━━ Information provided
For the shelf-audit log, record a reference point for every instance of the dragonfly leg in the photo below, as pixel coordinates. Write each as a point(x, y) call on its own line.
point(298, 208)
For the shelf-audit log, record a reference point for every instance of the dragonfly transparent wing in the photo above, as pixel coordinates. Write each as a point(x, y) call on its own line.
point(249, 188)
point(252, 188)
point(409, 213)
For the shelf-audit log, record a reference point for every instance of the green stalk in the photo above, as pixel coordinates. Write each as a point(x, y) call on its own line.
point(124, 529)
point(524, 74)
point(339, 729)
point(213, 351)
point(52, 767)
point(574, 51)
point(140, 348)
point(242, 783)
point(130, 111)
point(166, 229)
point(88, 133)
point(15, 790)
━━━━
Work instruction: All the entries should be written out again precisely.

Solution to this problem:
For the shelf-audit log, record a reference point for every instance of the dragonfly leg in the photo below, as pixel coordinates. Write each as a point(x, y) call on its own line.
point(298, 208)
For the shelf-audit log, record a reference point for every instance of the dragonfly transparent wing in the photo above, as pixel coordinates. Write each as a point(x, y) call on its own line.
point(249, 188)
point(252, 188)
point(409, 213)
For the shelf-audit log, record a reference point for every instance of the green stalk in the photo above, as pixel coordinates. Write each as a point(x, y) call on its own line.
point(124, 529)
point(524, 74)
point(339, 729)
point(213, 351)
point(52, 767)
point(574, 51)
point(140, 348)
point(242, 783)
point(130, 111)
point(166, 229)
point(88, 133)
point(15, 790)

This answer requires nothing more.